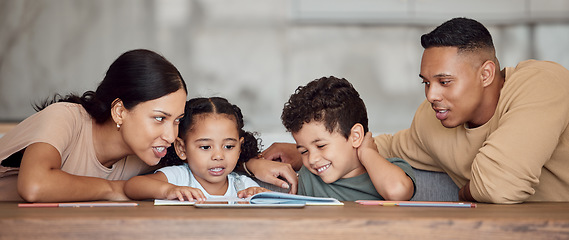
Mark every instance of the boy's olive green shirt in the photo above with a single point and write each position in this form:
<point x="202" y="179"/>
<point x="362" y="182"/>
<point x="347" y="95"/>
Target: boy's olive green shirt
<point x="345" y="189"/>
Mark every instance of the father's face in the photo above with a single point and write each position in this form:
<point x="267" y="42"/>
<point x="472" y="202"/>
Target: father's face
<point x="452" y="85"/>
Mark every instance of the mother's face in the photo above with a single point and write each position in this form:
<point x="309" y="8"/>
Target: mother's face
<point x="149" y="128"/>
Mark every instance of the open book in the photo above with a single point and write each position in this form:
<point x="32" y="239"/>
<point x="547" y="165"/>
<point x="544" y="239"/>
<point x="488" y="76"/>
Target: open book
<point x="264" y="199"/>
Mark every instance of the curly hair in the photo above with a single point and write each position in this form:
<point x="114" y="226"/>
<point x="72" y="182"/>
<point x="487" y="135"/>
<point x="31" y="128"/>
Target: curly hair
<point x="330" y="100"/>
<point x="197" y="106"/>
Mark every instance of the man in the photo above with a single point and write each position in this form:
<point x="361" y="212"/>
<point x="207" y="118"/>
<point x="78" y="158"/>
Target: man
<point x="501" y="135"/>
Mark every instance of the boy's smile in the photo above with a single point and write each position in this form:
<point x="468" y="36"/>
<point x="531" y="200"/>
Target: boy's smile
<point x="329" y="155"/>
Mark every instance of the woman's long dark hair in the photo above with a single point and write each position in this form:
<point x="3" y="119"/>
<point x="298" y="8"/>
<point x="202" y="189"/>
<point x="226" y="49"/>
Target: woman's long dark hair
<point x="134" y="77"/>
<point x="217" y="105"/>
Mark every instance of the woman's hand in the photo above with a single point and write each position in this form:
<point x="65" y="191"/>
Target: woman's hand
<point x="251" y="191"/>
<point x="183" y="193"/>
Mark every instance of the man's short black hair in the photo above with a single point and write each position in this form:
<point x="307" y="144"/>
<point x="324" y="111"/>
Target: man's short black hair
<point x="463" y="33"/>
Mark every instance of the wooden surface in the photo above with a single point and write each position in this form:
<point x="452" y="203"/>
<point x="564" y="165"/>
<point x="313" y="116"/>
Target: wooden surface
<point x="352" y="221"/>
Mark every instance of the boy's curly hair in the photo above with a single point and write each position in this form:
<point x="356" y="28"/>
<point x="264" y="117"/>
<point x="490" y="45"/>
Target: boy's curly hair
<point x="197" y="106"/>
<point x="330" y="100"/>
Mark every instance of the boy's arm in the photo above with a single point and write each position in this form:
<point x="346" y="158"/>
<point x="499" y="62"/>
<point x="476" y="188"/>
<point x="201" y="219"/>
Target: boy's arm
<point x="390" y="181"/>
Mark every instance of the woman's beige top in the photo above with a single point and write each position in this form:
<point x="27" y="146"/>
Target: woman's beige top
<point x="68" y="128"/>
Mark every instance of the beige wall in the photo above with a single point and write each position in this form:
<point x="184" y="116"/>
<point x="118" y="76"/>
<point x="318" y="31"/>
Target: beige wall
<point x="253" y="52"/>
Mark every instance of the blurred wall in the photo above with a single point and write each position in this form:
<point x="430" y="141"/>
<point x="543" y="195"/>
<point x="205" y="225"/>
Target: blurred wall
<point x="256" y="52"/>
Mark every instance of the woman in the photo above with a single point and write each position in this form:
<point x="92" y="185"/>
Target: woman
<point x="85" y="147"/>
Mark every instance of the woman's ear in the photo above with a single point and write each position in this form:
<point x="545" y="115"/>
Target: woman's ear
<point x="357" y="135"/>
<point x="117" y="111"/>
<point x="180" y="148"/>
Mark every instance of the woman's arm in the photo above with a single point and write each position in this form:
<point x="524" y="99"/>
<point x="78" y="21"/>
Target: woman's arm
<point x="390" y="181"/>
<point x="156" y="186"/>
<point x="41" y="180"/>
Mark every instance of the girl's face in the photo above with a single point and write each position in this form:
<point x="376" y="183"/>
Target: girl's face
<point x="150" y="127"/>
<point x="212" y="148"/>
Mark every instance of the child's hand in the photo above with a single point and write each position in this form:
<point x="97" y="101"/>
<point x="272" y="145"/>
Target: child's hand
<point x="251" y="191"/>
<point x="185" y="193"/>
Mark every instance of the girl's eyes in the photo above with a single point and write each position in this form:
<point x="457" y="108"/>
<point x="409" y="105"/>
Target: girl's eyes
<point x="226" y="147"/>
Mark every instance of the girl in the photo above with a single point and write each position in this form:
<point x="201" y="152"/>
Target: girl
<point x="211" y="141"/>
<point x="85" y="147"/>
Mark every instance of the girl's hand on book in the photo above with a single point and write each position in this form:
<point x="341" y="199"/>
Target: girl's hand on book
<point x="251" y="191"/>
<point x="183" y="193"/>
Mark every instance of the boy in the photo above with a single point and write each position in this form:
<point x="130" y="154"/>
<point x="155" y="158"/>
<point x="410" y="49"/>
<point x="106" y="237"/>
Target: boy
<point x="328" y="120"/>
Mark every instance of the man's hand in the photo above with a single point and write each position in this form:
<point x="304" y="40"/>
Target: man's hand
<point x="270" y="171"/>
<point x="284" y="152"/>
<point x="245" y="193"/>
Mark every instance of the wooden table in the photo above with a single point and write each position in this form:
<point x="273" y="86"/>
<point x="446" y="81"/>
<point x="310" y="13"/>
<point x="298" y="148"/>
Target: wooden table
<point x="351" y="221"/>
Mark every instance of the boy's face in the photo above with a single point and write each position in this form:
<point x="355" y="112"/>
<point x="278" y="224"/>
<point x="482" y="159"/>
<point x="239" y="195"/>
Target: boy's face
<point x="328" y="155"/>
<point x="212" y="149"/>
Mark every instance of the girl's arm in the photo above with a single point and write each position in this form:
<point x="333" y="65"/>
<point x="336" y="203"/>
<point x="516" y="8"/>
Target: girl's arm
<point x="390" y="181"/>
<point x="156" y="186"/>
<point x="41" y="180"/>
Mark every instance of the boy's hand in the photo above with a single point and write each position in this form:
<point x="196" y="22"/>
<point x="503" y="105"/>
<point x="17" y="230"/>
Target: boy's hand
<point x="185" y="193"/>
<point x="251" y="191"/>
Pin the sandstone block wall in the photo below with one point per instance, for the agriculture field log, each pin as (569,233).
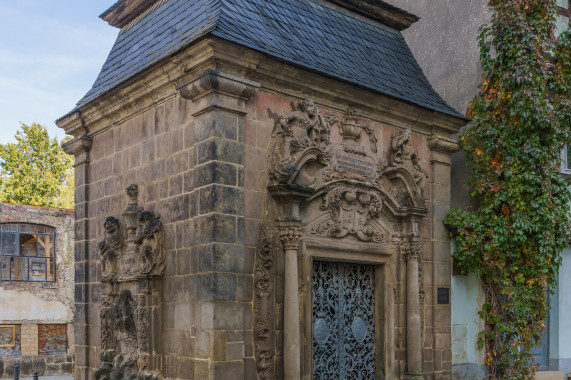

+ + + + +

#### [Exercise prompt]
Exclude every image and return the material above exactly.

#### [Expected output]
Mark every instance of the boy's olive green shirt in the photo above with a single point and write each position in this form:
<point x="202" y="179"/>
<point x="362" y="182"/>
<point x="347" y="95"/>
Target: boy's olive green shirt
<point x="345" y="189"/>
Mark every instance of the father's face in the photo above with a single point and write each position in this form:
<point x="267" y="42"/>
<point x="472" y="202"/>
Target: father's face
<point x="452" y="85"/>
Mark every instance of the mother's face in the photo above with a single point and write each position in this form:
<point x="309" y="8"/>
Target: mother's face
<point x="149" y="128"/>
Mark every instance of the open book in the photo above with a single point and write each position in this form:
<point x="32" y="239"/>
<point x="547" y="165"/>
<point x="544" y="239"/>
<point x="488" y="76"/>
Target: open book
<point x="264" y="199"/>
Mark every instance of the curly hair in the photo above with a single point and write each position in this form:
<point x="114" y="226"/>
<point x="72" y="182"/>
<point x="487" y="135"/>
<point x="31" y="128"/>
Target: curly hair
<point x="330" y="100"/>
<point x="197" y="106"/>
Mark every instance of the man in the photo above with a single point and write each position in this form:
<point x="361" y="212"/>
<point x="207" y="118"/>
<point x="78" y="158"/>
Target: man
<point x="501" y="135"/>
Mark every instance of the boy's smile in the photo above with a single point and write each position in this form:
<point x="468" y="36"/>
<point x="531" y="200"/>
Target: boy's smile
<point x="329" y="155"/>
Mark every instance of the woman's long dark hair in the photo above with a single point and write each position in this form:
<point x="3" y="119"/>
<point x="298" y="8"/>
<point x="202" y="189"/>
<point x="226" y="49"/>
Target: woman's long dark hair
<point x="134" y="77"/>
<point x="217" y="105"/>
Mark every instance of the woman's hand in the photo above with a single point and write each position in this form:
<point x="65" y="191"/>
Target: woman's hand
<point x="251" y="191"/>
<point x="183" y="193"/>
Mark every instance of the man's short black hair in the photo above with a single point and write each position in this form:
<point x="307" y="144"/>
<point x="324" y="111"/>
Target: man's short black hair
<point x="463" y="33"/>
Mark every instance of the wooden surface in the photo above with a single point and write each position in this form:
<point x="452" y="203"/>
<point x="564" y="165"/>
<point x="313" y="116"/>
Target: wooden surface
<point x="352" y="221"/>
Mark every instance of the boy's curly hair in the photo above with a single point and write each position in this form:
<point x="356" y="28"/>
<point x="264" y="117"/>
<point x="490" y="45"/>
Target: boy's curly hair
<point x="197" y="106"/>
<point x="330" y="100"/>
Mark every instance of the boy's arm in the photo above with a single point and write each position in this form:
<point x="346" y="158"/>
<point x="499" y="62"/>
<point x="476" y="188"/>
<point x="201" y="219"/>
Target: boy's arm
<point x="390" y="181"/>
Mark every instance of the woman's beige top in the photo above with a single point and write each position in this form:
<point x="27" y="146"/>
Target: woman's beige top
<point x="68" y="128"/>
Mark every instance of the beige wall in the photo above with a single point and write each position in this form:
<point x="184" y="116"/>
<point x="118" y="76"/>
<point x="318" y="31"/>
Target: beige wall
<point x="253" y="52"/>
Mark every instance of the blurred wall in the photo above with a single point and write each position in this form:
<point x="430" y="141"/>
<point x="543" y="195"/>
<point x="205" y="225"/>
Target: blurred wall
<point x="256" y="52"/>
Mark every instance of the woman in the photo above with a single point and write each position in this form:
<point x="92" y="185"/>
Target: woman
<point x="85" y="147"/>
Mark every instance of the woman's ear in the photo above with a single point and write each position in this form:
<point x="545" y="115"/>
Target: woman's ear
<point x="357" y="135"/>
<point x="117" y="111"/>
<point x="180" y="148"/>
Mark every instance of the woman's arm in the photo above with a single point and write each position in this form:
<point x="524" y="99"/>
<point x="78" y="21"/>
Target: woman's arm
<point x="390" y="181"/>
<point x="156" y="186"/>
<point x="41" y="180"/>
Mark every instance of the girl's face in the photo above with a single point and write each position in this form:
<point x="376" y="183"/>
Target: girl's face
<point x="150" y="127"/>
<point x="212" y="148"/>
Mark every instance of the child's hand in the photo above with a single point and write each position in this form:
<point x="97" y="101"/>
<point x="272" y="145"/>
Target: child's hand
<point x="251" y="191"/>
<point x="185" y="193"/>
Mark every instance of the girl's eyes in the photo above with a single point and write each position in this form:
<point x="457" y="108"/>
<point x="409" y="105"/>
Target: girl's eyes
<point x="226" y="147"/>
Mark every instance of the girl in the photo above with a single point and write each position in this form:
<point x="201" y="152"/>
Target: girl
<point x="211" y="141"/>
<point x="85" y="147"/>
Mark every instance of the girl's hand on book in the photo above with a single point and write each position in this form:
<point x="341" y="199"/>
Target: girl's hand on book
<point x="251" y="191"/>
<point x="183" y="193"/>
Mark every instance of the boy in the photo above with a single point and write each position in this form:
<point x="130" y="154"/>
<point x="155" y="158"/>
<point x="410" y="49"/>
<point x="106" y="237"/>
Target: boy
<point x="328" y="120"/>
Mark every instance of the man's hand in the photo above with a single point and write each position in this form:
<point x="304" y="40"/>
Target: man's hand
<point x="270" y="171"/>
<point x="284" y="152"/>
<point x="245" y="193"/>
Mark every instance of the wooden table in the photo above with a single point and write each position in this form:
<point x="273" y="86"/>
<point x="446" y="81"/>
<point x="310" y="13"/>
<point x="298" y="148"/>
Target: wooden table
<point x="351" y="221"/>
Mark every instance of the boy's face in the photo above with a single point and write each position in this form:
<point x="355" y="112"/>
<point x="278" y="224"/>
<point x="482" y="159"/>
<point x="239" y="195"/>
Target: boy's face
<point x="328" y="155"/>
<point x="212" y="149"/>
Mark every instance of the girl's arm in the photo above with a single point and write each position in this form:
<point x="333" y="65"/>
<point x="336" y="203"/>
<point x="516" y="8"/>
Target: girl's arm
<point x="390" y="181"/>
<point x="156" y="186"/>
<point x="41" y="180"/>
Mark every instance of the boy's hand in the photo above with a single point and write each position in this form:
<point x="196" y="22"/>
<point x="503" y="105"/>
<point x="17" y="230"/>
Target: boy's hand
<point x="185" y="193"/>
<point x="251" y="191"/>
Pin the sandstone block wall in the photo below with one point per instance, for the agriculture field log, each pin as (569,233).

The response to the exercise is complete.